Direction:
Extract every line of the records below verbatim, keeping their original order and spacing.

Data for processing:
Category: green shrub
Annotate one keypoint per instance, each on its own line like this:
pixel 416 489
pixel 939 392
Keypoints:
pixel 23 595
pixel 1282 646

Problem solution:
Category: green shrub
Annotate one keypoint per instance, each on its own line like this:
pixel 416 489
pixel 939 392
Keypoints:
pixel 23 595
pixel 1282 646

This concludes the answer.